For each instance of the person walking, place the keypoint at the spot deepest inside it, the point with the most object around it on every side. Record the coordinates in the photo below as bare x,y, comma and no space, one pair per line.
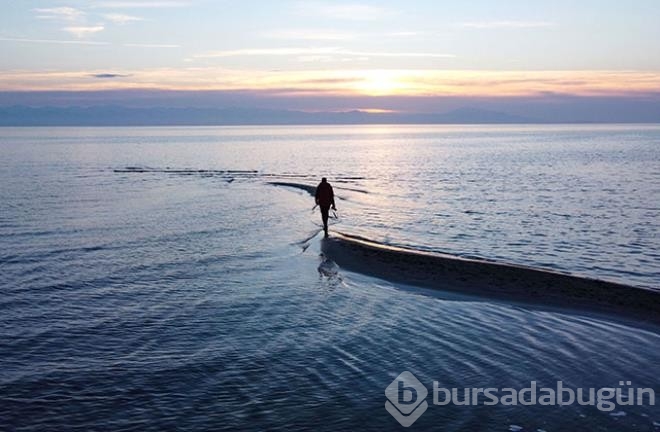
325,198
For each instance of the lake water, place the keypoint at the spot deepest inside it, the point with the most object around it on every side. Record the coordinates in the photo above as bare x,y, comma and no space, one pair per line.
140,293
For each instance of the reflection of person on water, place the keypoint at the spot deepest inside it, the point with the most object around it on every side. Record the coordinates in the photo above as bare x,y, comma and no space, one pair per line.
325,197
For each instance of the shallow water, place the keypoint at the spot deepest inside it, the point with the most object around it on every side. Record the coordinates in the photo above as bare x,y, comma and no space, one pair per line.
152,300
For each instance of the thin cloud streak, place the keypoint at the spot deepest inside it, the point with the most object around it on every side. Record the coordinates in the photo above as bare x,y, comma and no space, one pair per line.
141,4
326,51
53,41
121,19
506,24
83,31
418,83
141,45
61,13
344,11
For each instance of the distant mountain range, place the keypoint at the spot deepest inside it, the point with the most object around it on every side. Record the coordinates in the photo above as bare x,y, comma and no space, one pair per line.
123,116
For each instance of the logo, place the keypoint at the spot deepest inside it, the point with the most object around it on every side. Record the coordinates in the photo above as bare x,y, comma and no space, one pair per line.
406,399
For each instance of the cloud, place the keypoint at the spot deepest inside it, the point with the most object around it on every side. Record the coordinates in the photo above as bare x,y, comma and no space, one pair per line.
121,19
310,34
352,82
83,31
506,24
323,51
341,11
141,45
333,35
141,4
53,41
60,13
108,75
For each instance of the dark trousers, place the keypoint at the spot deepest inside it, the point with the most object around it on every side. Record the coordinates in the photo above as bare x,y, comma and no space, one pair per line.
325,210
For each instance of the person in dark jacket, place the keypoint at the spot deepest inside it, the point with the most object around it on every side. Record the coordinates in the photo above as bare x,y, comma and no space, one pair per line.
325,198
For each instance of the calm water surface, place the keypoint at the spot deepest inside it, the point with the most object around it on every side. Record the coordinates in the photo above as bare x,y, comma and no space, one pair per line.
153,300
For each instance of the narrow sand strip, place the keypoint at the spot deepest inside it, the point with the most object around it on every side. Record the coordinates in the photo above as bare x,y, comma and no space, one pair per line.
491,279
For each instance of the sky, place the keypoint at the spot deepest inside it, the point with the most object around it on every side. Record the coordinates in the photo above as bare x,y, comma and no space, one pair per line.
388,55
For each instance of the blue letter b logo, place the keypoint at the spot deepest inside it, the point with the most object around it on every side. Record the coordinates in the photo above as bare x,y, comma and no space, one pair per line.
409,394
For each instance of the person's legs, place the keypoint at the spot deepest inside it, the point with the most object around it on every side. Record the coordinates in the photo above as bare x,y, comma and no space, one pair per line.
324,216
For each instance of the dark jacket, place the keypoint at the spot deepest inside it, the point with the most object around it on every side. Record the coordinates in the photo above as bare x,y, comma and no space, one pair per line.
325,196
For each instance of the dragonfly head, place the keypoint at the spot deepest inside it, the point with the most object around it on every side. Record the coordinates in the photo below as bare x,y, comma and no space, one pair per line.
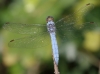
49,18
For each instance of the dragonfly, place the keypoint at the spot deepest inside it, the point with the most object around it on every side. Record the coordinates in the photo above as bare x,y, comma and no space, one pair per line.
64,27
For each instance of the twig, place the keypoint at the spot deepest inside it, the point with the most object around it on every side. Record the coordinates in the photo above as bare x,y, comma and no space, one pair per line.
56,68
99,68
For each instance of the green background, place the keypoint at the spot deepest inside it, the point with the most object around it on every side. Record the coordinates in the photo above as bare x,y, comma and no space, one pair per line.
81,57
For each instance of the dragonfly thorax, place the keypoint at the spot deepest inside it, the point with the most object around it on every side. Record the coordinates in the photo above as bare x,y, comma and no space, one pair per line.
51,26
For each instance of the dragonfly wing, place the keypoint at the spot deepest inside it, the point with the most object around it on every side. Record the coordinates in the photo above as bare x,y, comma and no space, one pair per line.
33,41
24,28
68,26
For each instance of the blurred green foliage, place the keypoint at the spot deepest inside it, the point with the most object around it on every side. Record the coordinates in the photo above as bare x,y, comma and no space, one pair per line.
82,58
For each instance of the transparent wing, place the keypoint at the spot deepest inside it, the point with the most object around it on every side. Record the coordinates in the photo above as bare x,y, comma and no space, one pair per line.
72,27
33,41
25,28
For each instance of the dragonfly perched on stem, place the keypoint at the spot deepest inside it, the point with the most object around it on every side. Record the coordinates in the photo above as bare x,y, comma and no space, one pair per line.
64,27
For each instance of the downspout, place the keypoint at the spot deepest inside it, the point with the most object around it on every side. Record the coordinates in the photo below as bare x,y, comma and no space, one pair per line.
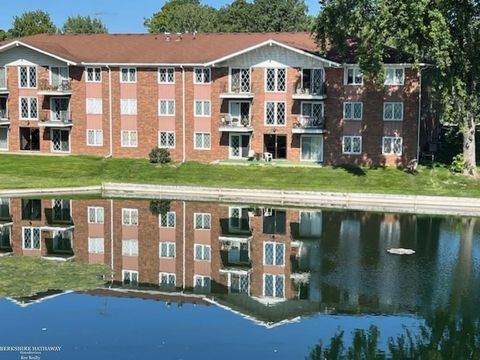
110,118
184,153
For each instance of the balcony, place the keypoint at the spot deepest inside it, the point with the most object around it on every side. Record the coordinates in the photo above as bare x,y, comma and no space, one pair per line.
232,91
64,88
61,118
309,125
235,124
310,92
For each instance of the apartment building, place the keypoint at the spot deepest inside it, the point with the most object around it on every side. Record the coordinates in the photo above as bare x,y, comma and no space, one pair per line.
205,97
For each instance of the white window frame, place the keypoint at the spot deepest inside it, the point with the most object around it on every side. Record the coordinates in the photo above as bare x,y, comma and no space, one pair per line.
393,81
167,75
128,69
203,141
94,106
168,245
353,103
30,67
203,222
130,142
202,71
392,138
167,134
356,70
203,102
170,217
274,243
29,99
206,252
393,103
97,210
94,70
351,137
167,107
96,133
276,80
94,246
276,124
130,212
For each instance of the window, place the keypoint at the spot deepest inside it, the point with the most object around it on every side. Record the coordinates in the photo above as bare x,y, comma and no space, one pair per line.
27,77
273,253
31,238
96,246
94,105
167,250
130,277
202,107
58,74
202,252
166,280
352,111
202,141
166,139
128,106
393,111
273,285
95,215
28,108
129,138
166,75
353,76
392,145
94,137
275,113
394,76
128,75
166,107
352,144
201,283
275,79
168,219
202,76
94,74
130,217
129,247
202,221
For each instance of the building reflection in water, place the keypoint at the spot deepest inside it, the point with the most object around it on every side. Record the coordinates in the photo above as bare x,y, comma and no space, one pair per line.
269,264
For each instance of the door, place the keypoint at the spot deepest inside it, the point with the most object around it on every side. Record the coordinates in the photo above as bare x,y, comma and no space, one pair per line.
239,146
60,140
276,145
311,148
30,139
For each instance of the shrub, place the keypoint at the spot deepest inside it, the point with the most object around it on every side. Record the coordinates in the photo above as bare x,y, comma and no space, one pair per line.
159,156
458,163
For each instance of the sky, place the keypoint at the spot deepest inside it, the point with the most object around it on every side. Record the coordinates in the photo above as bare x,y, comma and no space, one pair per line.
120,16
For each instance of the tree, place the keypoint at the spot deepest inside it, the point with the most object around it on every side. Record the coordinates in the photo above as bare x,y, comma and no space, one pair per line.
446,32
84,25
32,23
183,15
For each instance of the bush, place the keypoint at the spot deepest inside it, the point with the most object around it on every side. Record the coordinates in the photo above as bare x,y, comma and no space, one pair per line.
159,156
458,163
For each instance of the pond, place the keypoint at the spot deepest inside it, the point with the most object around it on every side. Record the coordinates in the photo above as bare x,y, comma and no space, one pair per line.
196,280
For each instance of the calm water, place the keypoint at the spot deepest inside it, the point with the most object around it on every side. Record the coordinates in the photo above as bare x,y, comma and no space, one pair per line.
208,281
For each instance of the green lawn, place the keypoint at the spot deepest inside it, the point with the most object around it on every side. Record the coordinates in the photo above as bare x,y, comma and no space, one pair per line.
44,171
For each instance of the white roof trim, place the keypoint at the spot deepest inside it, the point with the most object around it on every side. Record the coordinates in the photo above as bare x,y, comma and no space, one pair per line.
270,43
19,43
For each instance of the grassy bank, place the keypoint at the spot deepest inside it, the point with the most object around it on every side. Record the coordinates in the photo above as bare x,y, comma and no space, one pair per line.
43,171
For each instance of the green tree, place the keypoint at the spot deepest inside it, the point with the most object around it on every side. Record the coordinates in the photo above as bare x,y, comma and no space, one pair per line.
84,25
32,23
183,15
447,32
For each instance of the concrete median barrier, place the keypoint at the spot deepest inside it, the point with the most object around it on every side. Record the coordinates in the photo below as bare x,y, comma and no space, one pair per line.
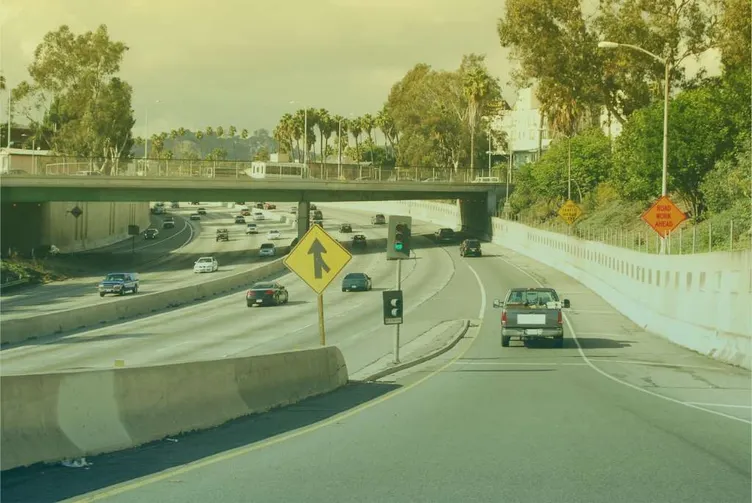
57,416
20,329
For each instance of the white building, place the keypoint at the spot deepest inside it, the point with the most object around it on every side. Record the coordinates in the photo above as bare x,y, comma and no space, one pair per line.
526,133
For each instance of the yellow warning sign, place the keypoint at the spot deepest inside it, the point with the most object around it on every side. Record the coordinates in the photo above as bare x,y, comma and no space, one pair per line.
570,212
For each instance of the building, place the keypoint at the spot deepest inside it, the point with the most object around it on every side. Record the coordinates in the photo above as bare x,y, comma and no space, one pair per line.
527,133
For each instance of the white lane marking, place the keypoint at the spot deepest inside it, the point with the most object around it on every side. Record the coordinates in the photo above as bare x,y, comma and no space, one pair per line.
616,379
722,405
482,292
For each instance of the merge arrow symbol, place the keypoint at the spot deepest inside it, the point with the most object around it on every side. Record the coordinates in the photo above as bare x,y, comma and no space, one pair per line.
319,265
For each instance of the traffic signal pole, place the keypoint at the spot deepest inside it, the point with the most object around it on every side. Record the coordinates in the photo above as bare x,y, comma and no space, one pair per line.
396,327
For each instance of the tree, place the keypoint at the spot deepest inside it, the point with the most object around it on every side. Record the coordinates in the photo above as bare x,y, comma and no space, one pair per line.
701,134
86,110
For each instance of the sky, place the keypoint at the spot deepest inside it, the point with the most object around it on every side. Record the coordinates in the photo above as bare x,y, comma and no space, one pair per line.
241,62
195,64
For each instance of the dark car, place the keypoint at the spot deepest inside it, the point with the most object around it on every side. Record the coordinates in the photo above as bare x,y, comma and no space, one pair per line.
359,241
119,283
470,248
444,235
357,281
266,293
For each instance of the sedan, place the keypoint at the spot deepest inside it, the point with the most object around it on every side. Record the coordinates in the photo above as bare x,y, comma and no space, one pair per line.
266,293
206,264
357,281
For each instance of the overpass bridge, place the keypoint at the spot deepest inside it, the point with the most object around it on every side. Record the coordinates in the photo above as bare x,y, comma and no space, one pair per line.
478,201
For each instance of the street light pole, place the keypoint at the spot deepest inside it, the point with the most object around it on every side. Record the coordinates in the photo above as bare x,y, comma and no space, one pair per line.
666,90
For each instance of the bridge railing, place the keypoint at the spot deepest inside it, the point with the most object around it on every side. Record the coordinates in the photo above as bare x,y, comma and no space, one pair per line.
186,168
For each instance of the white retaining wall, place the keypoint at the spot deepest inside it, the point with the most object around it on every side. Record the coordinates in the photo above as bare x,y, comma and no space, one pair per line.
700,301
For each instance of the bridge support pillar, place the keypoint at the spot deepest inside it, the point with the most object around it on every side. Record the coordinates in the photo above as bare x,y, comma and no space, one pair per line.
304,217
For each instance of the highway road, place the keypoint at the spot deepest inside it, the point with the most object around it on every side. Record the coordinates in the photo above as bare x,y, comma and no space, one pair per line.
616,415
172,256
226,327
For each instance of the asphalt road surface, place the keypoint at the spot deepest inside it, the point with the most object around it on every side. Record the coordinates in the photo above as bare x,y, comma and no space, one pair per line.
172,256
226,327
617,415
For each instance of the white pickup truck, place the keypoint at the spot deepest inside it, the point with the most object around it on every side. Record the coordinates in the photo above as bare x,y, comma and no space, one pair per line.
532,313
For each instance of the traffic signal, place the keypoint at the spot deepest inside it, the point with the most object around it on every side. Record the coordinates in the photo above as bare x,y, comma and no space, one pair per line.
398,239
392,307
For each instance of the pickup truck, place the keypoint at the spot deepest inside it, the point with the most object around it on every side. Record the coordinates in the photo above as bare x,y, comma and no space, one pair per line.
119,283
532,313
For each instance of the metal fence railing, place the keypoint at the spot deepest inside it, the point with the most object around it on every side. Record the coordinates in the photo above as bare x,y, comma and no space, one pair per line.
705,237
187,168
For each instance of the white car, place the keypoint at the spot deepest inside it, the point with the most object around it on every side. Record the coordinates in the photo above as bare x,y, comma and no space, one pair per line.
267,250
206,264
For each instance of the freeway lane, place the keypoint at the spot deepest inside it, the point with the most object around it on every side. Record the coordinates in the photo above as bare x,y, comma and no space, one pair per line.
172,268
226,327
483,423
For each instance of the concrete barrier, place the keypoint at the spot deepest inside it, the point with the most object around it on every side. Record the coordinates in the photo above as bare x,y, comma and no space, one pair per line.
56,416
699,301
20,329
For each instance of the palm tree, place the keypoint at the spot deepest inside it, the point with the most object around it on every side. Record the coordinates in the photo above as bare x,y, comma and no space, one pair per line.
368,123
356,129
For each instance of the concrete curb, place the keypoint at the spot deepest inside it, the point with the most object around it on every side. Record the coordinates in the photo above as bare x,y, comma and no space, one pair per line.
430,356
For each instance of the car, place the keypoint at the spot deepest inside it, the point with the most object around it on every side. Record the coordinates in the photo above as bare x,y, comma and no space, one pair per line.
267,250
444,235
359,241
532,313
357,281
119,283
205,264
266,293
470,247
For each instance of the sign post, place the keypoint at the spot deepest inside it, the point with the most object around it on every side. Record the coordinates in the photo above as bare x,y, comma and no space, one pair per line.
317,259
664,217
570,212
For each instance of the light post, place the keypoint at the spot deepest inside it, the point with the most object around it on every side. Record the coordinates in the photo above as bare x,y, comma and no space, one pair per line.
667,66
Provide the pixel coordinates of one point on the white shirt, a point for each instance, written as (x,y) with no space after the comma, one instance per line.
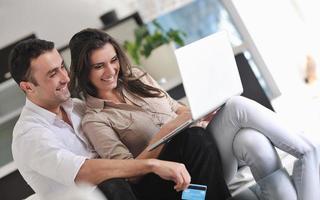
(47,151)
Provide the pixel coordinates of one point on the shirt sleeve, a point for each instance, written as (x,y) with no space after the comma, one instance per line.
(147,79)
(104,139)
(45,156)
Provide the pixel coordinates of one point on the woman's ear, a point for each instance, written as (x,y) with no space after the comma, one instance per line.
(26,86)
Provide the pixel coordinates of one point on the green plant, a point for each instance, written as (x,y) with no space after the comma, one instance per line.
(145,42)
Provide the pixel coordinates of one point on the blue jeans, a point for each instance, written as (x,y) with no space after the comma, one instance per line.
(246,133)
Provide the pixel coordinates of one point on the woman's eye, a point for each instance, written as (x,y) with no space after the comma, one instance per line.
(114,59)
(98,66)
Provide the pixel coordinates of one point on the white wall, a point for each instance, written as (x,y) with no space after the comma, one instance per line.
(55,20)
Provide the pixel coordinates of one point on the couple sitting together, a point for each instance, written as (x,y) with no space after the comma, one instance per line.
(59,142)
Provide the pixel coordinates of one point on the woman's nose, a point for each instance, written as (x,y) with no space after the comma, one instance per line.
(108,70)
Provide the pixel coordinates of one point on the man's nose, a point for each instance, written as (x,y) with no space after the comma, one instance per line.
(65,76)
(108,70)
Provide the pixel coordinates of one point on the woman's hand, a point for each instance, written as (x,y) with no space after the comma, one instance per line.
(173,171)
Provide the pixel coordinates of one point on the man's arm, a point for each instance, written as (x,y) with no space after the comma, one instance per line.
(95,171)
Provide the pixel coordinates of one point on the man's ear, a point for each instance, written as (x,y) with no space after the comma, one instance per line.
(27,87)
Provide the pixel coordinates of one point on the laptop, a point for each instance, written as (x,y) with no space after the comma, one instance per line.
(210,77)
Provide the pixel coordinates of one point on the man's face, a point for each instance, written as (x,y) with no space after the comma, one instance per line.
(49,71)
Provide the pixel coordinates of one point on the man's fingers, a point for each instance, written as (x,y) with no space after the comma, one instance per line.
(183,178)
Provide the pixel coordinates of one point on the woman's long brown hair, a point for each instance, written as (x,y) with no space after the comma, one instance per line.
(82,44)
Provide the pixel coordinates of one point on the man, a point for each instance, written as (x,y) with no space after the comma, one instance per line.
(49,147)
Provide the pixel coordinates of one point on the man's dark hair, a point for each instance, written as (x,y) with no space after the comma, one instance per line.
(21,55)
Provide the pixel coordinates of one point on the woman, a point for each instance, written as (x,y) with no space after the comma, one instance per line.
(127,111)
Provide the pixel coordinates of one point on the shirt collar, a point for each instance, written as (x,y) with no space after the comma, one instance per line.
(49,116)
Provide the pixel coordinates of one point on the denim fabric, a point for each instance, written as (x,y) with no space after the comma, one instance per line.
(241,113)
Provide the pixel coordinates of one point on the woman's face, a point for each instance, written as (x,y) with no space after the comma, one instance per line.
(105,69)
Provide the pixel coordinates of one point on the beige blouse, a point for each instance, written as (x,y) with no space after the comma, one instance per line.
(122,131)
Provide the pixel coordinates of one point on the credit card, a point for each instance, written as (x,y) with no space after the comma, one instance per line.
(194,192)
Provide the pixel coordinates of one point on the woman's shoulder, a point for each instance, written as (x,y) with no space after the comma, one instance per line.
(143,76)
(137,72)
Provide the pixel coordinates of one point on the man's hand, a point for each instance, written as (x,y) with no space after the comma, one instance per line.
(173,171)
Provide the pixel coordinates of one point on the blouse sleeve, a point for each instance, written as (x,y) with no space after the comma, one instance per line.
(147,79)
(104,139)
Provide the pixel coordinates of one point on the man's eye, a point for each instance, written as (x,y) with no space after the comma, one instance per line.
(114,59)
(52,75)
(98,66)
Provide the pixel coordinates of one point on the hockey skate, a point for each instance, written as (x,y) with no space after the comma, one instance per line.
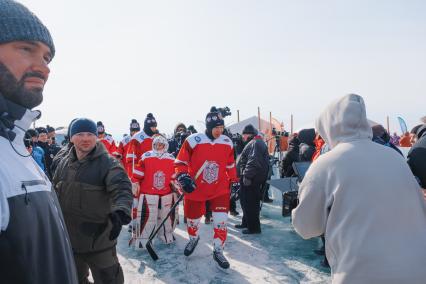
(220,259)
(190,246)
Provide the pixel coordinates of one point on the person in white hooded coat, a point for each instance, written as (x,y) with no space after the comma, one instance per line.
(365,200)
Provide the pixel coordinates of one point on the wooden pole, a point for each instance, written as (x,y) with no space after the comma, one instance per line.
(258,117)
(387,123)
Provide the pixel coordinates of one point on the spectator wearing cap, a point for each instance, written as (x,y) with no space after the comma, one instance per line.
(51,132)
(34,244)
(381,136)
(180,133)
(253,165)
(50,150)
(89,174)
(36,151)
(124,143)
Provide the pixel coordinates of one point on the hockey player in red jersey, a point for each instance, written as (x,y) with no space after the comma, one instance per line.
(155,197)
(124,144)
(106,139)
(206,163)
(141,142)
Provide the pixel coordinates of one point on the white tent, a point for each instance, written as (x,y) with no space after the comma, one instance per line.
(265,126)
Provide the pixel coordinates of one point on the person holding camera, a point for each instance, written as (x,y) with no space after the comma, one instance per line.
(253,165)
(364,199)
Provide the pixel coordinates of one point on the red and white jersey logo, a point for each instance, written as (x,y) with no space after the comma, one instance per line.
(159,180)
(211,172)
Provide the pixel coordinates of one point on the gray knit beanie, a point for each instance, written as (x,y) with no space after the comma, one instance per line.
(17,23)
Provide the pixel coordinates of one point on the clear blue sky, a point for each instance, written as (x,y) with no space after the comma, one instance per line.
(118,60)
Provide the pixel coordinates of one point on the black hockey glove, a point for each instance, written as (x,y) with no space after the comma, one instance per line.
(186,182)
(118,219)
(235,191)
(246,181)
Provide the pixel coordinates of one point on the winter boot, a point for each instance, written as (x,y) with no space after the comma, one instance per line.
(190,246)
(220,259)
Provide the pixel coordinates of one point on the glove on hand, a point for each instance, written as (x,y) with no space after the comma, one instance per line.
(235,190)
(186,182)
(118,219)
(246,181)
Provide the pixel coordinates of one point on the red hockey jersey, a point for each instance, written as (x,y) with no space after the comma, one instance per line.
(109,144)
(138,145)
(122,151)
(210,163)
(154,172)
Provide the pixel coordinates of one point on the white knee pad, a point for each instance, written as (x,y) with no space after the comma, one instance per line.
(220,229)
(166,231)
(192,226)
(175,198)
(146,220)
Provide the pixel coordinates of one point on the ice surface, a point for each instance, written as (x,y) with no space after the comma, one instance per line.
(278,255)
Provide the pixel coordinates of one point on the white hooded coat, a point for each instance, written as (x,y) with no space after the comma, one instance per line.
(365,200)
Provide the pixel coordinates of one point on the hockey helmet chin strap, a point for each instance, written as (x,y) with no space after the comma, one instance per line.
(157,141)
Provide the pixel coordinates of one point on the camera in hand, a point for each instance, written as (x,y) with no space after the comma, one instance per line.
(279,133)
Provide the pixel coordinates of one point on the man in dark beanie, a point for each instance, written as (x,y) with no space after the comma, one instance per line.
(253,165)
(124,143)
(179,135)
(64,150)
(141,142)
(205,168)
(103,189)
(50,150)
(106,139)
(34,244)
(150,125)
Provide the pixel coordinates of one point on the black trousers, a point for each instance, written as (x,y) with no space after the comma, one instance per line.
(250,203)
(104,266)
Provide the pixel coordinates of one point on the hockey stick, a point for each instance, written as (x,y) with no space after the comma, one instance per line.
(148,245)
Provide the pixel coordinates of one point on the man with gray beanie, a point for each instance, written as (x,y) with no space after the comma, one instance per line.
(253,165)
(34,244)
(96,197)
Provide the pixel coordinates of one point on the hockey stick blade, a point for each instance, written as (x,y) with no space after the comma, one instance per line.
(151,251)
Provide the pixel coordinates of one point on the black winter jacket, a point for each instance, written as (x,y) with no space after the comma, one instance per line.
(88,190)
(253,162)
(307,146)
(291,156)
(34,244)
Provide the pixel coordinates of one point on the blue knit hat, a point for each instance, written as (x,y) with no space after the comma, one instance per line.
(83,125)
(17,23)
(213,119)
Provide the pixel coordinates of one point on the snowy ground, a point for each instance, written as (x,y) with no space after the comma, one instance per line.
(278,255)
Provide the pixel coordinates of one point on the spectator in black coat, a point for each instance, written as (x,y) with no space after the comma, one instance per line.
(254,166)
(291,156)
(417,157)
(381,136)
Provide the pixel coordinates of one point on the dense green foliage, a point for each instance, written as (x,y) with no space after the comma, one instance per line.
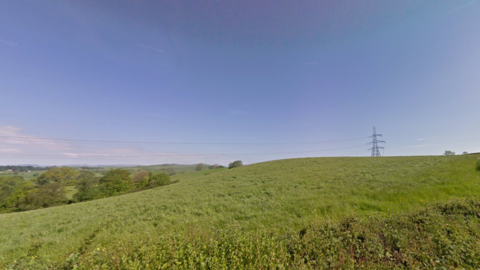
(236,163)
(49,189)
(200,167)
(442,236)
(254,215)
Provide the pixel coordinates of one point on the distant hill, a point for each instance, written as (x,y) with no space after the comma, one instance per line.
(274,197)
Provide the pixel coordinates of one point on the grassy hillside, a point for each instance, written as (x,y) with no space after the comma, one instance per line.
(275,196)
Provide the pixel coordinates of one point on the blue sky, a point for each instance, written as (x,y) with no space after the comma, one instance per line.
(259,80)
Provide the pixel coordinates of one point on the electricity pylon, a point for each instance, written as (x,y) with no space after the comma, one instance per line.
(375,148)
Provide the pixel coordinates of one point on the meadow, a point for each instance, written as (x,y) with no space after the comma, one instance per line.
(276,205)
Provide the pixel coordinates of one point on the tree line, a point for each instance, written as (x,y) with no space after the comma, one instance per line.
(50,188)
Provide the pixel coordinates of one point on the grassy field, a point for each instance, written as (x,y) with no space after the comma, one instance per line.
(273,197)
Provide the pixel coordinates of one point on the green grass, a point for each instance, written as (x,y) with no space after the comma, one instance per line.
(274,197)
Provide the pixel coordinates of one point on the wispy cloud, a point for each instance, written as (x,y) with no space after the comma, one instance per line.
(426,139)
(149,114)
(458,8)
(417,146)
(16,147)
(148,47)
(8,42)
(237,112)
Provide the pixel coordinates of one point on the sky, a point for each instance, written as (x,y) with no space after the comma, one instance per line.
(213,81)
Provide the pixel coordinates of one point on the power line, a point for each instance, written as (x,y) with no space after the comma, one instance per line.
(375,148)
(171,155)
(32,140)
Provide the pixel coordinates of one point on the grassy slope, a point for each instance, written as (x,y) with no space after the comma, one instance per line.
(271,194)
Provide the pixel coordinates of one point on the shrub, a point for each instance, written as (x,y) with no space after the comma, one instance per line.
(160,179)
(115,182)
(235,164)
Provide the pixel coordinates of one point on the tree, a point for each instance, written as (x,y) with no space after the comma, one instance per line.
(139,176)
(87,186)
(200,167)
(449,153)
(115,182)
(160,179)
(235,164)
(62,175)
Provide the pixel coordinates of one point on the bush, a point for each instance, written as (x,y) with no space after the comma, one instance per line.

* TASK DETAILS *
The answer consists only of the lines from the one containing "Provide the pixel coordinates of one point on the shrub, a" to the end of the records, each written out exactly.

* COMPLETE ANSWER *
Provide the pixel coordinates of one point on the shrub, a point for each instance, written as (x,y) with no space after the comma, one instance per line.
(160,179)
(115,182)
(235,164)
Provide the pixel coordinates of one point on the tree, a point for each instance, written as (x,y) with no space after the comma, one instance per line.
(139,176)
(87,186)
(200,167)
(449,153)
(115,182)
(160,179)
(235,164)
(62,175)
Provide the pixel coordinates of one point on the bush, a point for each instance, written as (x,y) with no space after the comma, one instance per line.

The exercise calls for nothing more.